Update the entries below by swapping every "Marked at" for "Found at", and keep everything else the same.

────

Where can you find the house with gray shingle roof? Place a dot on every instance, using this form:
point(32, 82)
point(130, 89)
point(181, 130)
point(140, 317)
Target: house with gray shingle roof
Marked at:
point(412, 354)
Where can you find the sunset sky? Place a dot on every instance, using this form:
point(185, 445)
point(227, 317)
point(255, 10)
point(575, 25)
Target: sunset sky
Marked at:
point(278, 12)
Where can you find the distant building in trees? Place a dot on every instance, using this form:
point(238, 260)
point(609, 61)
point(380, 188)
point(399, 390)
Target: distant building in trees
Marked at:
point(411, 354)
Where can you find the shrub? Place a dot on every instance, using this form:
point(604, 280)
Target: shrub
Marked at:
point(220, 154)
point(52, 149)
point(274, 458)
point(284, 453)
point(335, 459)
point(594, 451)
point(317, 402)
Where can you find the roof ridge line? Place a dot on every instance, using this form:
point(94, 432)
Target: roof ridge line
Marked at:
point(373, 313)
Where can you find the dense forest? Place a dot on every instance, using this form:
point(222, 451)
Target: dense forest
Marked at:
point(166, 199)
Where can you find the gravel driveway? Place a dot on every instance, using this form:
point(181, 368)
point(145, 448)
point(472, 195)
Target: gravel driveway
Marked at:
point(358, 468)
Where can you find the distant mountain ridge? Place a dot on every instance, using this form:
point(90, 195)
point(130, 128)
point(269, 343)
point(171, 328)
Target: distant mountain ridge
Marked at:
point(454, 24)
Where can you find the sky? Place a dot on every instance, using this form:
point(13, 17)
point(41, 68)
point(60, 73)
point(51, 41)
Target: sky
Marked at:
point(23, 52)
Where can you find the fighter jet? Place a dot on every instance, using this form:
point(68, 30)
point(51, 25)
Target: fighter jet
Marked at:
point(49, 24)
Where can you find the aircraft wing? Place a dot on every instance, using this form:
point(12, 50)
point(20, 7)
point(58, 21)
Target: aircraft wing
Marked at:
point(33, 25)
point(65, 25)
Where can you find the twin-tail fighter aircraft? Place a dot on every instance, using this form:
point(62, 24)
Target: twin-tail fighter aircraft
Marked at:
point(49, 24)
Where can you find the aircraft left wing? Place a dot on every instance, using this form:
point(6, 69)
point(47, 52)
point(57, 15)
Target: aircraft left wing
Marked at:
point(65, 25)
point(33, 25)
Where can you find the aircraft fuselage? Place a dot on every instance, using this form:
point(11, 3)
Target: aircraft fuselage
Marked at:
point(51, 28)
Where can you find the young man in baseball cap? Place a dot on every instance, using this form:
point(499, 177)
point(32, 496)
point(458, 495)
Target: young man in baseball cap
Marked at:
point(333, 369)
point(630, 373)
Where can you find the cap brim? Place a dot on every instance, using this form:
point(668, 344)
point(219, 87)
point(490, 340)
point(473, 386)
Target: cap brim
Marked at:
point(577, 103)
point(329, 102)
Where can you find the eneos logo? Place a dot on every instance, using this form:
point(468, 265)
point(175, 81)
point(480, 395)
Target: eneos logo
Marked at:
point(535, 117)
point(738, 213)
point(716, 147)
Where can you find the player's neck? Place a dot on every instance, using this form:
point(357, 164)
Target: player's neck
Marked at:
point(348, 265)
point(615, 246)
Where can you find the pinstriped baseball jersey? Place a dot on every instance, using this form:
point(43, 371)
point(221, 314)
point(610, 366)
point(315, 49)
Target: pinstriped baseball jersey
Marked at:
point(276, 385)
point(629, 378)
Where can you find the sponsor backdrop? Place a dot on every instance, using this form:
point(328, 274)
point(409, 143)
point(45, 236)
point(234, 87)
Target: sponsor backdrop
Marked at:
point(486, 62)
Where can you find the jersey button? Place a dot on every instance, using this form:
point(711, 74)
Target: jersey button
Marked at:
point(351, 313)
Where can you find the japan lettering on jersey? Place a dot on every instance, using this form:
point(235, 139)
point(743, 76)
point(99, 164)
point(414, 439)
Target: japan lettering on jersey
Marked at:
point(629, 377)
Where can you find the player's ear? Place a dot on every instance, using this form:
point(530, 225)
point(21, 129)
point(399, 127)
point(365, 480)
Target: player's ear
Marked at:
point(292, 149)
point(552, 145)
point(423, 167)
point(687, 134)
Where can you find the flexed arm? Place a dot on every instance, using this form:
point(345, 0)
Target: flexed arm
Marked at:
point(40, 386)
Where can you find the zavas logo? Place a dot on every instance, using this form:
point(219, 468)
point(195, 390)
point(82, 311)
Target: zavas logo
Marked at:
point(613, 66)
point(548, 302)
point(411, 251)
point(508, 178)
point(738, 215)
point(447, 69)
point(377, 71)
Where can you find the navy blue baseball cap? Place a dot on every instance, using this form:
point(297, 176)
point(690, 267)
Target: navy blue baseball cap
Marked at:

────

**Written response:**
Where can you find the house with gray shingle roof? Place a dot on every instance, using this form:
point(32, 82)
point(130, 89)
point(181, 130)
point(140, 317)
Target: house with gray shingle roof
Found at:
point(412, 354)
Where can you find the sunset sky? Place a dot on every instance, using this form:
point(185, 445)
point(227, 317)
point(255, 10)
point(575, 25)
Target: sunset sky
Found at:
point(278, 12)
Where can you find the distant building in trees? Place a dot on every instance, using this form:
point(238, 260)
point(609, 61)
point(380, 188)
point(399, 390)
Target: distant building in trees
Found at:
point(411, 354)
Where can you find the shrub? Place a dot on every instance, using this form:
point(604, 280)
Target: shrub
Found at:
point(220, 154)
point(52, 149)
point(274, 458)
point(284, 453)
point(335, 459)
point(594, 451)
point(317, 402)
Where can you find the roof ridge line? Place a dot on every instance, using this form:
point(94, 432)
Target: roof ridge line
Found at:
point(373, 313)
Where can you find the dense forest? Place a dot on every instance, using this form:
point(222, 451)
Target: dense forest
Found at:
point(166, 199)
Where can you find the gravel driveway? Place a dot on every instance, using this form:
point(181, 368)
point(145, 448)
point(472, 195)
Target: gravel driveway
Found at:
point(358, 468)
Where can you find the distant mountain ridge? Place a dot on every instance, using this form:
point(90, 195)
point(130, 128)
point(269, 343)
point(171, 328)
Target: distant mountain ridge
Found at:
point(454, 24)
Where can you find the sky? Place a dot on every instance, using this form:
point(13, 17)
point(41, 68)
point(60, 73)
point(51, 41)
Target: sky
Found at:
point(23, 52)
Where can you find the fighter jet? Place a dot on every instance, using this form:
point(68, 30)
point(51, 25)
Target: fighter jet
Found at:
point(49, 24)
Where can you find the aircraft wing? Place a dot on every instance, using this form:
point(12, 50)
point(20, 7)
point(58, 21)
Target: aircraft wing
Found at:
point(33, 25)
point(65, 25)
Where can you find the twin-tail fighter aircraft? Place a dot on every instance, using this form:
point(62, 24)
Target: twin-tail fighter aircraft
Found at:
point(49, 24)
Where can you find the aircraft left wing? Place a dot on every instance, using this form:
point(6, 69)
point(47, 52)
point(57, 15)
Target: aircraft left wing
Found at:
point(65, 25)
point(33, 25)
Where can you find the aircraft fuselage? Place a dot on every instance, using this form:
point(11, 3)
Target: aircraft fuselage
Found at:
point(51, 28)
Where can you find the young man in baseball cap? Place a dot on every instance, using this form:
point(499, 177)
point(32, 496)
point(458, 495)
Target: young man in baseball cap
Found at:
point(333, 369)
point(630, 373)
Where can you find the cap brim? Place a dot on every instance, using this form:
point(668, 344)
point(219, 87)
point(490, 340)
point(473, 386)
Target: cap brim
Found at:
point(577, 103)
point(329, 102)
Where can you find the eneos logo? Place a dot on every instance, using this form:
point(468, 265)
point(175, 81)
point(480, 395)
Target: eneos logo
Found at:
point(535, 117)
point(738, 213)
point(716, 147)
Where can you find the player's neck? Place a dot on every instance, using this form:
point(357, 164)
Target: player's neck
Found at:
point(348, 265)
point(615, 246)
Where can you find the pinstriped baseball jersey? Place a dot on every instance, using this form:
point(43, 371)
point(221, 314)
point(610, 366)
point(315, 49)
Target: pinstriped baseball jersey
Found at:
point(276, 385)
point(629, 378)
Where can you find the sponsor backdrop? Place a dot on every instance, using this form:
point(328, 274)
point(409, 143)
point(45, 236)
point(234, 87)
Target: sponsor backdrop
Found at:
point(486, 62)
Where can you find the jersey button? Place a dot on every instance, using this form:
point(711, 74)
Target: jersey button
Found at:
point(351, 313)
Where can you find the japan lettering on jersey? Place a dot on every instance, using this form:
point(235, 139)
point(743, 76)
point(99, 164)
point(414, 439)
Target: japan lettering on jersey
Found at:
point(629, 377)
Where can you find the player's ear? Place a dot on every instance, using this form:
point(530, 225)
point(21, 129)
point(399, 127)
point(365, 480)
Target: player's ear
Found at:
point(292, 149)
point(552, 145)
point(423, 167)
point(687, 134)
Where can you find the flexed arm? Place a dot on every instance, using this form:
point(345, 0)
Target: flexed arm
Found at:
point(40, 386)
Where can you find the zavas logo? Place a dot on every instance, using this form:
point(219, 468)
point(195, 390)
point(82, 311)
Target: zavas logo
Found at:
point(613, 66)
point(548, 302)
point(411, 251)
point(508, 178)
point(738, 215)
point(447, 69)
point(377, 71)
Where can you find the navy blue baseball cap? Place a dot on every instance, using this form:
point(297, 176)
point(690, 267)
Target: navy blue baseball cap
Found at:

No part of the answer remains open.